== Extracted text ==
------------------------
Some hardware wallets even have screens, which add another layer of security, as they can be used to verify and display important wallet details. For instance, a screen can be used to generate a recovery phrase and to confirm the amount and address of the payment you wish to make. So, as long as you invest in an authentic device made by a trustworthy and competent manufacturer with a good reputation, your funds will be safe and secure. Hardware wallets differ from software wallets in that they store a user’s private keys on a hardware device like a USB flash drive. Although hardware wallets make transactions online, they are stored offline which delivers increased security.
Hardware wallets can be compatible with several web interfaces and can support different currencies; it just depends on which one you decide to use. What’s more, making a transaction is easy.
Users simply plug in their device to any internet-enabled computer or device, enter a pin, send currency and confirm. Hardware wallets make it possible to easily transact while also keeping your money offline and away from danger.
5) PAPER WALLET
A paper wallet is essentially a document which contains a public address that can be used to receive Bitcoins and a private key, which allows you to spend or transfer cryptocurrency stored at that address.
Those are often printed in a form of QR-codes so that you can quickly scan them and add the keys to a software wallet to make a transaction. Paper wallets are easy to use and provide a very high level of security. While the term paper wallet can simply refer to a physical copy or printout of your public and private keys, it can also refer to a piece of software that is used to securely generate a pair of keys which are then printed. Using a paper wallet is relatively straightforward.
Transferring Bitcoin or any other currency to your paper wallet is accomplished by the transfer of funds from your software wallet to the public address shown on your paper wallet. Alternatively, if you want to withdraw or spend currency, all you need to do is transfer funds from your paper wallet to your software wallet. This process, often referred to as ‘sweeping,’ can either be done manually by entering your private keys or by scanning the QR code on the paper wallet.
------------------------
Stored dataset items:
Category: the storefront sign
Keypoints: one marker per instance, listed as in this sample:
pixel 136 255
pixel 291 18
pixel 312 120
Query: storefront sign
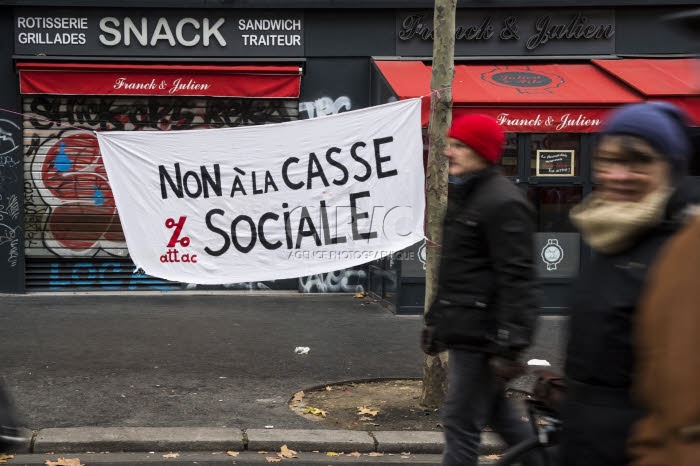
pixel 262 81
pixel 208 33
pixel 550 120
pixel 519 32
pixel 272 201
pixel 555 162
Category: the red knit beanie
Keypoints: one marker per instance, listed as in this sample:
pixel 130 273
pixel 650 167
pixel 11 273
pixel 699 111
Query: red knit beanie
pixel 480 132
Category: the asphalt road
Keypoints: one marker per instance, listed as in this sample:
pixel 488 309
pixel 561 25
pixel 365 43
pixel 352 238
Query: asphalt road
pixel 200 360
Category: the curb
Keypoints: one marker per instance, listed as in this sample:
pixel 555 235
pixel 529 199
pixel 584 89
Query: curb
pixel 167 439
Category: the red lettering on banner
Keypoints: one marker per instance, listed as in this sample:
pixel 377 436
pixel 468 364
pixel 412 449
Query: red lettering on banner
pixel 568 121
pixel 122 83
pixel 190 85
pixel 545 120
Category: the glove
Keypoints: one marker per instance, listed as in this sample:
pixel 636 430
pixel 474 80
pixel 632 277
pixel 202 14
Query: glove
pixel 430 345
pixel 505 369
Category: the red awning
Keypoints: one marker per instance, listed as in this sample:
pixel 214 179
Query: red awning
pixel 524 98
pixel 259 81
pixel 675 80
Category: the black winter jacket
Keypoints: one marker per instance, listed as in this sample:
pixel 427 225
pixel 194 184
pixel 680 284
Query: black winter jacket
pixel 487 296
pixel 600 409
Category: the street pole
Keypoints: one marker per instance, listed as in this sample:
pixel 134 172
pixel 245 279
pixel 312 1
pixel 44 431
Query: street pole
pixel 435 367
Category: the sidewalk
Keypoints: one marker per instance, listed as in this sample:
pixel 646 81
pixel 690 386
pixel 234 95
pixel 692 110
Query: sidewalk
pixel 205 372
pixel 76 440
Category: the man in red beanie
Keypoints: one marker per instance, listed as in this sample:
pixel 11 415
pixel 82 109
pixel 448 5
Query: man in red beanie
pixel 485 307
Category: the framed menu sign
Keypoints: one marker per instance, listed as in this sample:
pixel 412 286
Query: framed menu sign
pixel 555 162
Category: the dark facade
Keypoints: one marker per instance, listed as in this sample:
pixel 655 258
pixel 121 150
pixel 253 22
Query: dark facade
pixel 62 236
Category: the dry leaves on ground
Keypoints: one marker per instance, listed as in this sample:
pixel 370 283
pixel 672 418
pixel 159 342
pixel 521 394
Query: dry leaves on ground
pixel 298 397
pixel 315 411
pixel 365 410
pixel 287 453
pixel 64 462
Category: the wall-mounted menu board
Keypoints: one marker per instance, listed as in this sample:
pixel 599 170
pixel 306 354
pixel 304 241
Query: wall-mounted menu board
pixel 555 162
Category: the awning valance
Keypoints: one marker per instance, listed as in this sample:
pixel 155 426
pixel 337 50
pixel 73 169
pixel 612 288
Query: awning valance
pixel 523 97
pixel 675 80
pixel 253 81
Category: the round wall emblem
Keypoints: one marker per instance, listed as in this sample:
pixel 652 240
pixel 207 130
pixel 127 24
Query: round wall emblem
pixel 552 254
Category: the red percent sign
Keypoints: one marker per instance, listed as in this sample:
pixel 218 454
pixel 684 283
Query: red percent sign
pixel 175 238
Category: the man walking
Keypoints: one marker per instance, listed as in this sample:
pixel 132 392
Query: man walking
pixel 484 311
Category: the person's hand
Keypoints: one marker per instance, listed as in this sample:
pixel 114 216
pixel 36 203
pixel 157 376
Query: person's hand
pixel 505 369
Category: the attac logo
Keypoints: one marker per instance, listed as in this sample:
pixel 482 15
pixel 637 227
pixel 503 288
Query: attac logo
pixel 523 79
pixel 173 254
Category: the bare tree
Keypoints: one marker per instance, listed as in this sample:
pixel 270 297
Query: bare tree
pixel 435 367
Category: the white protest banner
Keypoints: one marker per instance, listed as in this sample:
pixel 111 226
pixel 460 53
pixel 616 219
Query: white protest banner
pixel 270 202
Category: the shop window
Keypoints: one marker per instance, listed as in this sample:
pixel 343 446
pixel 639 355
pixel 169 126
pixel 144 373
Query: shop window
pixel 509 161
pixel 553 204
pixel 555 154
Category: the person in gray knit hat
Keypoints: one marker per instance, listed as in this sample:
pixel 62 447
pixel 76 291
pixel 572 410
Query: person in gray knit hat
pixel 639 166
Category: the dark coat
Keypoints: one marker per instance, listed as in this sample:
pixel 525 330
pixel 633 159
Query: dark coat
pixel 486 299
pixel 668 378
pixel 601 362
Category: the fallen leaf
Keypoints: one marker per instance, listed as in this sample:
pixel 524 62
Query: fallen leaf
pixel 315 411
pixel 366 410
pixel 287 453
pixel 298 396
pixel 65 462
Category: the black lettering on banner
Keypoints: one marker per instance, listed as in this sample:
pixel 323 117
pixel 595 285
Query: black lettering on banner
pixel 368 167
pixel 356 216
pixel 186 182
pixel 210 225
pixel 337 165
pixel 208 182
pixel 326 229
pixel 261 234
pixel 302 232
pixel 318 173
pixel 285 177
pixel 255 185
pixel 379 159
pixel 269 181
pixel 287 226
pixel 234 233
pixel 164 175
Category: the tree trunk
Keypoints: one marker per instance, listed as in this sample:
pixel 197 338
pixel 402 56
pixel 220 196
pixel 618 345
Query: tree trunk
------------------------
== What to work on ==
a. Echo the wallet passage above from "Hardware wallets can" to "away from danger.".
b. Answer these from the wallet passage above:
(i) On what kind of device do hardware wallets store a user's private keys?
(ii) In what form are the keys on a paper wallet often printed?
(iii) What is the process of transferring funds from a paper wallet to a software wallet often called?

== Answers given ==
a.
Hardware wallets can be compatible with several web interfaces and can support different currencies; it just depends on which one you decide to use. What’s more, making a transaction is easy.
Users simply plug in their device to any internet-enabled computer or device, enter a pin, send currency and confirm. Hardware wallets make it possible to easily transact while also keeping your money offline and away from danger.

b.
(i) A hardware device like a USB flash drive
(ii) QR codes
(iii) Sweeping